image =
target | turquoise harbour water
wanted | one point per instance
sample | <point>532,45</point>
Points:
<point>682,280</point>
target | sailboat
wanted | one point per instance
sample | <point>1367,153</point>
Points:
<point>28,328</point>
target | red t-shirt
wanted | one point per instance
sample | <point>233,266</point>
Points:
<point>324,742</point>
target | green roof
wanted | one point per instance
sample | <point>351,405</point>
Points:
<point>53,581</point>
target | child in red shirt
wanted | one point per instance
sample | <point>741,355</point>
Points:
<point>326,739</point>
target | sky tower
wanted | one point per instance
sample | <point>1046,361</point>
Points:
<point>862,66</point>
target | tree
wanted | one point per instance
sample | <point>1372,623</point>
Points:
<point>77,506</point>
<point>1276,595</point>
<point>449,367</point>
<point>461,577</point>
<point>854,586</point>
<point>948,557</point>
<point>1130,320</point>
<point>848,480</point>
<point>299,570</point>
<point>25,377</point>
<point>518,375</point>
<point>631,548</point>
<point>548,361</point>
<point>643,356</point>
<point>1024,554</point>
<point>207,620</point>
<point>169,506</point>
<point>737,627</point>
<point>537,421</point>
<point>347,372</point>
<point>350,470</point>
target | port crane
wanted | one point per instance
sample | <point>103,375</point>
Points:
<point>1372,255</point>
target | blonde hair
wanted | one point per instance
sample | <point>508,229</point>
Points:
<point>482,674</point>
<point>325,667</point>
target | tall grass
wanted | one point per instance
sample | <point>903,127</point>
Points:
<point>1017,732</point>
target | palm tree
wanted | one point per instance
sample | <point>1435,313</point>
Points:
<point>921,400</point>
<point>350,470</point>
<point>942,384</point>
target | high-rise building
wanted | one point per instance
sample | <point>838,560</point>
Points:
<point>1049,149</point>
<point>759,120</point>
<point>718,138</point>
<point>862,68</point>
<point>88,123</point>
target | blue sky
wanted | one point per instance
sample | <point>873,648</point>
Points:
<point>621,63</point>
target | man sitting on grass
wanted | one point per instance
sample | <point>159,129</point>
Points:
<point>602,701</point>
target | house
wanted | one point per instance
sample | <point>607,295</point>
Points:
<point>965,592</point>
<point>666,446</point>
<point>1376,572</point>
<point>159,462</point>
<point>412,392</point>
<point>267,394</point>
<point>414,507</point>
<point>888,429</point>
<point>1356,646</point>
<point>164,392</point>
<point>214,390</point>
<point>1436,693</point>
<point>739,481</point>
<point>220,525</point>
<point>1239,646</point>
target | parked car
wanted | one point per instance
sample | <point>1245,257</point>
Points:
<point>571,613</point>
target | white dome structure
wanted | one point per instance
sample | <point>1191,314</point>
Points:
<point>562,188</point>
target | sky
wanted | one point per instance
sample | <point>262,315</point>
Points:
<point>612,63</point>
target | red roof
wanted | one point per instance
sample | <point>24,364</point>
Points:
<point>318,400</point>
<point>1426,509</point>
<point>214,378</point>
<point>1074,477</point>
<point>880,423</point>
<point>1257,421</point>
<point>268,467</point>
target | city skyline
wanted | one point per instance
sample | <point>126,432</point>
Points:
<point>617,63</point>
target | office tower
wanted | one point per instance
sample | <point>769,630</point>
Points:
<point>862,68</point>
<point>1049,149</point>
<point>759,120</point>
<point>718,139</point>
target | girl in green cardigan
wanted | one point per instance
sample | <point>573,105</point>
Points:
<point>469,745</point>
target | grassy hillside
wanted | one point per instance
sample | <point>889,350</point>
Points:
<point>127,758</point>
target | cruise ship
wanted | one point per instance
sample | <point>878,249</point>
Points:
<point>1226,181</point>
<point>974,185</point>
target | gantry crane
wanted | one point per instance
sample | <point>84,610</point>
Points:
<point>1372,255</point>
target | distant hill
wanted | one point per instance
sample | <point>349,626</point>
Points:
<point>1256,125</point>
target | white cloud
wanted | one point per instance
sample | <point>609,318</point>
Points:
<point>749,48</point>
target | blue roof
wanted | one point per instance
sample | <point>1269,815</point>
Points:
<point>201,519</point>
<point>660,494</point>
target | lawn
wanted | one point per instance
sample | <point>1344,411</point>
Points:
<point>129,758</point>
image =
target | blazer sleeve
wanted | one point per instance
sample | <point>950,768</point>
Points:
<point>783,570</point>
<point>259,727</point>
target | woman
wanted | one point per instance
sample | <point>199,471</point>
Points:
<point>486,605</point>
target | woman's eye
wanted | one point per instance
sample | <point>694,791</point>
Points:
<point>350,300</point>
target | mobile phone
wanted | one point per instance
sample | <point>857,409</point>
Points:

++++++

*Task goal*
Reproduce every one of the lines above verbatim, in their original order, without altering any character.

*Response to the exercise*
image =
target | turquoise harbour water
wanted | one point per instance
sample | <point>532,45</point>
Points:
<point>682,280</point>
target | sailboat
wanted | one point per instance
sample | <point>1367,153</point>
Points:
<point>28,328</point>
target | red t-shirt
wanted | one point per instance
sample | <point>233,266</point>
Points:
<point>324,742</point>
target | green roof
wanted | one point per instance
sample | <point>351,405</point>
Points:
<point>53,581</point>
target | child in red shirt
wanted | one point per instance
sample | <point>741,355</point>
Points:
<point>326,739</point>
target | sky tower
wanted | one point per instance
sample | <point>1046,361</point>
Points:
<point>862,66</point>
target | tree
wanted | one point per instance
sample | <point>1372,623</point>
Points:
<point>77,506</point>
<point>1276,595</point>
<point>449,367</point>
<point>461,577</point>
<point>854,586</point>
<point>948,557</point>
<point>1130,320</point>
<point>848,480</point>
<point>299,570</point>
<point>25,377</point>
<point>518,375</point>
<point>631,548</point>
<point>548,361</point>
<point>643,356</point>
<point>1024,554</point>
<point>207,620</point>
<point>169,506</point>
<point>737,627</point>
<point>537,421</point>
<point>347,372</point>
<point>350,470</point>
target | port crane
wanted | one point per instance
sample | <point>103,375</point>
Points:
<point>1372,255</point>
target | blonde hair
wanted | one point per instance
sample | <point>508,229</point>
Points:
<point>482,674</point>
<point>325,667</point>
target | tall grass
wanted | one point per instance
sample | <point>903,127</point>
Points:
<point>1017,732</point>
target | palm tree
wanted | one point per instance
sample | <point>1435,313</point>
Points:
<point>921,400</point>
<point>350,470</point>
<point>942,384</point>
target | high-rise building
wanted | one point per instance
sample | <point>838,560</point>
Points:
<point>1049,149</point>
<point>759,120</point>
<point>718,138</point>
<point>862,68</point>
<point>88,123</point>
target | blue sky
wanted | one point per instance
sample | <point>873,648</point>
Points:
<point>621,63</point>
target | man sitting on grass
wanted | one point per instance
sample | <point>159,129</point>
Points:
<point>602,701</point>
target | house
wanted | one point per instance
sample | <point>607,295</point>
Points:
<point>965,592</point>
<point>666,446</point>
<point>1376,572</point>
<point>159,462</point>
<point>412,392</point>
<point>267,394</point>
<point>414,507</point>
<point>888,429</point>
<point>1356,646</point>
<point>164,392</point>
<point>214,390</point>
<point>1436,693</point>
<point>739,481</point>
<point>220,525</point>
<point>1239,646</point>
target | parked car
wanted | one point per instance
sample | <point>1245,257</point>
Points:
<point>571,613</point>
target | white dome structure
wanted | one point per instance
sample | <point>1191,314</point>
Points:
<point>562,188</point>
target | sky
wanted | one point per instance
sample | <point>262,315</point>
Points:
<point>612,63</point>
target | red roof
wanted | one point per instance
sample | <point>24,364</point>
Points:
<point>318,400</point>
<point>1426,509</point>
<point>214,378</point>
<point>1074,477</point>
<point>880,423</point>
<point>1257,421</point>
<point>268,467</point>
target | city skyline
wanted | one point per instance
sample | <point>126,432</point>
Points:
<point>617,63</point>
target | office tower
wanted | one point per instance
sample | <point>769,630</point>
Points:
<point>862,68</point>
<point>1049,149</point>
<point>759,120</point>
<point>718,139</point>
target | girl in green cardigan
wanted | one point per instance
sample | <point>573,105</point>
Points:
<point>469,745</point>
target | grassy hillside
wanted | one point per instance
sample | <point>889,350</point>
Points:
<point>127,758</point>
target | cruise ship
wanted | one point per instance
sample | <point>878,249</point>
Points:
<point>1226,181</point>
<point>974,185</point>
target | gantry crane
wanted | one point per instance
sample | <point>84,610</point>
Points:
<point>1372,255</point>
target | distant hill
wanted | one point per instance
sample | <point>349,626</point>
Points:
<point>1256,125</point>
target | white cloud
wanted | one point per instance
sample | <point>609,318</point>
Points:
<point>749,48</point>
target | blue roof
wanted | one point per instance
sample | <point>1269,815</point>
Points:
<point>201,519</point>
<point>660,494</point>
target | lawn
wanted | one point per instance
sample | <point>1344,411</point>
Points:
<point>129,758</point>
image =
target | blazer sleeve
wanted | one point per instance
sample | <point>950,768</point>
Points:
<point>783,570</point>
<point>259,727</point>
target | woman
wanted | one point per instance
sample | <point>199,471</point>
Points:
<point>486,605</point>
target | woman's eye
wanted | one point per instance
sample | <point>694,791</point>
Points:
<point>350,300</point>
target | mobile phone
wanted | one point per instance
sample | <point>857,409</point>
Points:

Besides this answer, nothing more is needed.